#### [RECORDS FOR THIS EXERCISE]

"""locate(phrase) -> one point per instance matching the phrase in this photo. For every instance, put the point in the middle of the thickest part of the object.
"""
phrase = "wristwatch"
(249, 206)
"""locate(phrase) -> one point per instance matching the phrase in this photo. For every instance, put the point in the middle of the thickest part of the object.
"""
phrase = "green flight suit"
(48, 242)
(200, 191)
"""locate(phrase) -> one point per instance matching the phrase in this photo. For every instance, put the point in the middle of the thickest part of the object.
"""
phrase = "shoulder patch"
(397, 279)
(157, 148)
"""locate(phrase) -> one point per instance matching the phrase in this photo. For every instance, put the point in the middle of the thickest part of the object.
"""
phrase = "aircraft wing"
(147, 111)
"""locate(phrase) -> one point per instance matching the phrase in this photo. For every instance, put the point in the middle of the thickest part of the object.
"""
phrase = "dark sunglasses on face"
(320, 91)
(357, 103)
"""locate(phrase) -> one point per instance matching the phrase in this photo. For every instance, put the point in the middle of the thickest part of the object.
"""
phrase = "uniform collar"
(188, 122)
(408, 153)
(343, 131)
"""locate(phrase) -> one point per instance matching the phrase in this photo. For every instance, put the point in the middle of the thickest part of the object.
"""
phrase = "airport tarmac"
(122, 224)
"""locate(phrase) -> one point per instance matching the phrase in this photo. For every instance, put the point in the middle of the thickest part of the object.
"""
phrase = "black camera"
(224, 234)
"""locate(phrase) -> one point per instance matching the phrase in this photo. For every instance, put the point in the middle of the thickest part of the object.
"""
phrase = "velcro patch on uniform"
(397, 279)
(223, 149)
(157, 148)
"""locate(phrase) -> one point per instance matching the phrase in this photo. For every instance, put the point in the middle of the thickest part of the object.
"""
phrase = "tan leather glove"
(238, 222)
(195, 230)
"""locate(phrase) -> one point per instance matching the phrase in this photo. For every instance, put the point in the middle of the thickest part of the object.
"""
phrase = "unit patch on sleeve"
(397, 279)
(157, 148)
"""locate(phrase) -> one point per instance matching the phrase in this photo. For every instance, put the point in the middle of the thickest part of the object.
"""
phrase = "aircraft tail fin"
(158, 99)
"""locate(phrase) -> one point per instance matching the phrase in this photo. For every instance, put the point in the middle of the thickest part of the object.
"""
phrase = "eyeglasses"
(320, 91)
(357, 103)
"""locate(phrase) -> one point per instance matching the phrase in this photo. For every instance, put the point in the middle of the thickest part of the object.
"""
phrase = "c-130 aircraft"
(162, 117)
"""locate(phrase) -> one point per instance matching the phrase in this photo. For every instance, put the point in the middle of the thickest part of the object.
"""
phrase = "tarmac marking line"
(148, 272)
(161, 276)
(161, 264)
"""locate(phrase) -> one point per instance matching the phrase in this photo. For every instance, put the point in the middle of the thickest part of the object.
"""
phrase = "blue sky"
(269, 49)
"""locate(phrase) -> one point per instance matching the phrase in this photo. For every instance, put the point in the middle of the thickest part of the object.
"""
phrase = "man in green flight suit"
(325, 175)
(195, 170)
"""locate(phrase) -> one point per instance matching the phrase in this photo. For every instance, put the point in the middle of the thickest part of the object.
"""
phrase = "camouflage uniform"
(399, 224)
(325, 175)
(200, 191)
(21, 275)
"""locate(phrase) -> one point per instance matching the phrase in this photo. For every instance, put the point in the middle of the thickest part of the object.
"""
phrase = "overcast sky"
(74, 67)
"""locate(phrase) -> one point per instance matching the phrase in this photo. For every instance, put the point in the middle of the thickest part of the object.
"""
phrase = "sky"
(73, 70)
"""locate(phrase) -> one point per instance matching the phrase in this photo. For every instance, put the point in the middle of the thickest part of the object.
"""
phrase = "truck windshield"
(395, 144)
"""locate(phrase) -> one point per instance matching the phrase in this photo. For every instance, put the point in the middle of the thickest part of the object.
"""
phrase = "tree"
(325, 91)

#### [REQUIRED TASK]
Reproduce all of the material above word for word.

#### [ANSWER TO THIS PROBLEM]
"""locate(phrase) -> one point per instance matching the phrase in this photo. For every instance, put the point in the middle of the thickest part of the object.
"""
phrase = "wristwatch"
(249, 206)
"""locate(phrase) -> one point per instance matching the phrase in this photo. For every instance, put the point in the middle of the thickest part of the object.
"""
phrase = "green flight suit"
(48, 242)
(200, 191)
"""locate(phrase) -> one point per instance matching the phrase in this photo. For every instance, put the point in the middle of the thickest part of the object.
"""
phrase = "shoulder patch"
(397, 279)
(157, 148)
"""locate(phrase) -> one point per instance matching the phrase in this photo. For every instance, put the point in the middle of the thickest part of the object.
"""
phrase = "aircraft wing"
(147, 111)
"""locate(phrase) -> one point per instance matching the phrase in this photo. For every instance, put the point in the middle of the thickest part of the object.
"""
phrase = "dark sunglasses on face"
(320, 91)
(357, 103)
"""locate(phrase) -> one point per instance matching the phrase in this photo. For every instance, put the point in the middle of the thickest part of the object.
"""
phrase = "uniform collar"
(188, 122)
(408, 153)
(343, 131)
"""locate(phrase) -> one point per instance matching the phrase in this photo. For every instance, put the point in the middle of the thickest part of the object.
"""
phrase = "airport tarmac"
(122, 224)
"""locate(phrase) -> one point per instance matching the phrase in this photo. For every instance, put the point in the middle of the thickest part of the object.
"""
phrase = "black camera"
(224, 234)
"""locate(phrase) -> one point per instance matching the phrase in this photo. For every instance, put the point in the middle of the thickest part of the object.
"""
phrase = "velcro patch on uniform"
(397, 279)
(223, 149)
(157, 148)
"""locate(phrase) -> one point per instance matching the phrase in this photo. For every instance, put the point in the middle of the thickest part of the object.
"""
phrase = "tan leather glove"
(238, 222)
(195, 230)
"""locate(phrase) -> one point per instance matching the phrase in this photo. For every instance, put the point in the middle of the thickest part of the object.
"""
phrase = "unit patch on sleeve"
(397, 279)
(157, 148)
"""locate(phrase) -> one point per instance matching the phrase in this photo. For every instance, put the point in the middle of the thickest part of the object.
"""
phrase = "aircraft tail fin"
(158, 99)
"""locate(phrase) -> one point per instance matching the phrase in this photo. For every instance, put the point in the middle of the thickest part of the object.
"""
phrase = "eyeglasses"
(320, 91)
(357, 103)
"""locate(phrase) -> one point per instance matching the phrase in this photo. For every instance, put the point in the middle of the thickest part of the object.
"""
phrase = "c-130 aircraft"
(162, 117)
"""locate(phrase) -> one point per instance matching the phrase in this photo. For every instance, put the point in the middle of the thickest part of the object.
"""
phrase = "tarmac marking line"
(148, 272)
(161, 276)
(161, 264)
"""locate(phrase) -> one point per instance matching the phrase in this photo. For every instance, put the point in the middle of the thickest part of the object.
"""
phrase = "blue sky"
(269, 49)
"""locate(phrase) -> one point per instance matching the phrase in this photo. For every instance, put the point in the middle of the thickest part of the object.
"""
phrase = "man in green flight suit"
(325, 175)
(195, 170)
"""locate(phrase) -> one point per instance matching the phrase in this photo. For every instance, put the point in the middle of the thickest part of the object.
"""
phrase = "camouflage uniform"
(399, 224)
(325, 175)
(200, 191)
(21, 275)
"""locate(phrase) -> one point per instance matching the phrase in this photo. For every instance, put the point in the middle of the thickest part of the object.
"""
phrase = "overcast sky"
(74, 67)
"""locate(phrase) -> one point per instance matching the phrase in this photo. For every instance, put the point in the middle of the thickest part of the object.
"""
phrase = "sky"
(73, 70)
"""locate(phrase) -> one point per instance matching the phrase in this photo. For every instance, put the point in the middle of the thickest part of the object.
"""
phrase = "truck windshield"
(395, 144)
"""locate(phrase) -> one point per instance matching the phrase in this photo. For every instance, put the point in the middle of the thickest part of the object.
"""
phrase = "tree"
(325, 91)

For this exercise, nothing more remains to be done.